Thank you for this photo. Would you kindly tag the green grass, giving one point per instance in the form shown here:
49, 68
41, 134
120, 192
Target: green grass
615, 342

Goal> Rewrite the data, changing every "green grass" to "lawn" and leaving all else as it is.

Written response>
Thank you for this photo. Would you kindly tag the lawn, giving one point per instance in the form shown here:
49, 68
41, 134
120, 192
Target: lawn
615, 342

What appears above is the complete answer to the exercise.